* [Exercise task 1]:
In the Waka Kotahi resource efficiency text, since what year have recycled and alternative materials been included in road specifications?
* [Exercise task 2]:
Please list every distinct year mentioned in the Waka Kotahi resource efficiency text.
* [Exercise task 3]:
According to the Waka Kotahi resource efficiency text, why did Waka Kotahi commission a research project in 2018?

* [Excerpted text]:
↓↓↓

Waka Kotahi supports research to investigate best practice state highway corridor environmental management for resource efficiency and waste management. Recent research projects include:
Recycled and alternative materials have been included in our road specifications (such as M/4) since 2006. The percentage of recycled and alternative materials used in highway improvement and maintenance projects remains low by international standards.
In 2017 we completed a discussion paper highlighting the issues around premium virgin aggregate materials and their availability across New Zealand:
Premium aggregate resource efficiency discussion paper (NZ Transport Agency, 2017) [PDF, 3.7 MB]
An update to some of the figures within the 2017 discussion paper which reflects more recent data can be found below:
Premium aggregate resource efficiency discussion paper (NZ Transport Agency, 2019) [PDF, 481 KB]
In 2018 Waka Kotahi commissioned a research project to better understand the barriers to increasing the uptake of recycled and alternative aggregate materials and to develop recommendations to overcome these.

↑↑↑

* [Data extract]:
↓↓↓

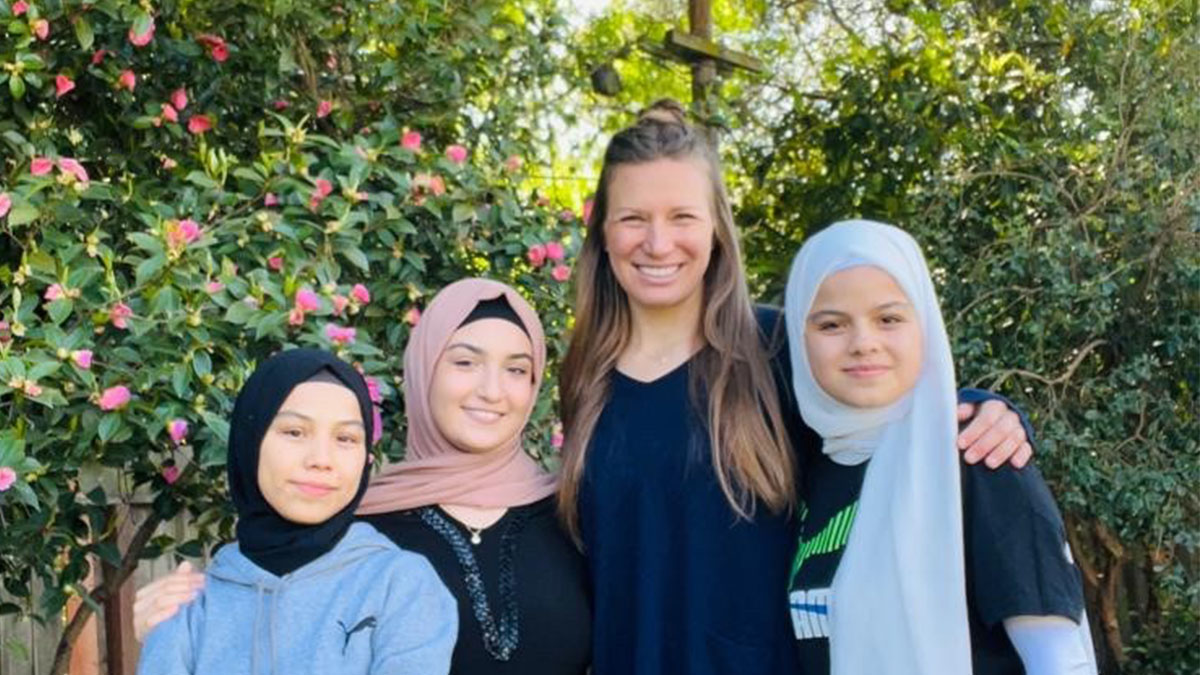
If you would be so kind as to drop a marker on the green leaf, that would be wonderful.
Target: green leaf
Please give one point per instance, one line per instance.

↑↑↑
↓↓↓

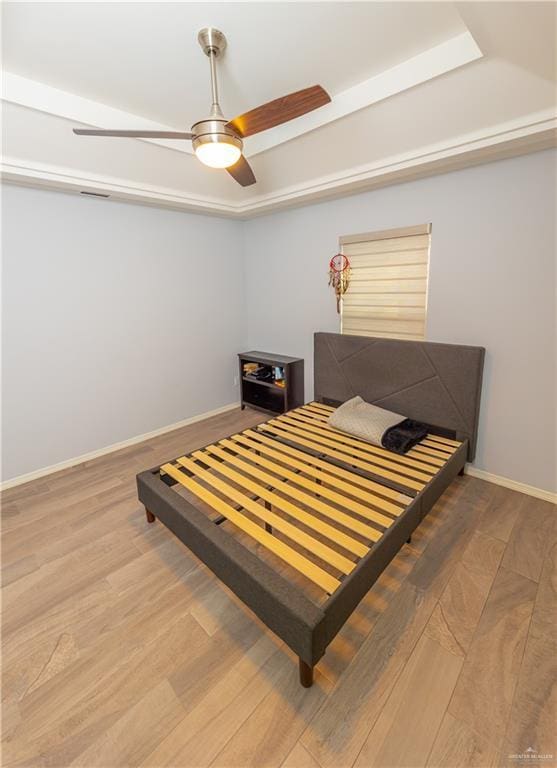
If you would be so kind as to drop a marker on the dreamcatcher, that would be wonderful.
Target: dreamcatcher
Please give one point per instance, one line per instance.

↑↑↑
↓↓↓

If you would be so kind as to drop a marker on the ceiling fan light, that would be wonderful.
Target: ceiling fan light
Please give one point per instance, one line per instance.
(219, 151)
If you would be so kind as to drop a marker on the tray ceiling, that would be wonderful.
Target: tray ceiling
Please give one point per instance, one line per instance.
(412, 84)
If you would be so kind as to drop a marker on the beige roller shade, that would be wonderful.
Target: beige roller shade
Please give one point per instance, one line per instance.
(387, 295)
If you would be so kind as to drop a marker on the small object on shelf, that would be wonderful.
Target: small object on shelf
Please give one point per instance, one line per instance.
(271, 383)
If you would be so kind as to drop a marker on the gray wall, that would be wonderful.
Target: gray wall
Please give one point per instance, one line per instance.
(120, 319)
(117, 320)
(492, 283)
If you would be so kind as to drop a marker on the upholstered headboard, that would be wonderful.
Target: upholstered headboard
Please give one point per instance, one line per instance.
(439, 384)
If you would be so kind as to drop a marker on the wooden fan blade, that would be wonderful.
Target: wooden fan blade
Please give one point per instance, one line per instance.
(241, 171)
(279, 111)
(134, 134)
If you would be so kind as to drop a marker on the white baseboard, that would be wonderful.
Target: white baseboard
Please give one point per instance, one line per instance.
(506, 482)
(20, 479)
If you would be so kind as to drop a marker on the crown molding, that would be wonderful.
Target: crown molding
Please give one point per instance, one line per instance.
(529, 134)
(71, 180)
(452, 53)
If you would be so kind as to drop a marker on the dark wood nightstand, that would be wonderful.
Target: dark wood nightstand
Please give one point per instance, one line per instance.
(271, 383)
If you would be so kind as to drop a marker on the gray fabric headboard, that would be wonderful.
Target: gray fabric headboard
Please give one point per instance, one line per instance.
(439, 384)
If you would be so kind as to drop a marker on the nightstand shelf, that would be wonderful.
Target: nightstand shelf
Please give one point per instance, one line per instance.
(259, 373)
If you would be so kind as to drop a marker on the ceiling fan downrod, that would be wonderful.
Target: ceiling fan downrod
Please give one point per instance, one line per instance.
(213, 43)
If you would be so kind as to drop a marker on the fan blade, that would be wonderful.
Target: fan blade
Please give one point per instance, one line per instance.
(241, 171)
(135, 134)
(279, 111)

↑↑↑

* [Exercise output 1]:
Since 2006.

* [Exercise output 2]:
2006, 2017, 2018, 2019

* [Exercise output 3]:
It commissioned the project to better understand the barriers to increasing the uptake of recycled and alternative aggregate materials. It also aimed to develop recommendations to overcome those barriers.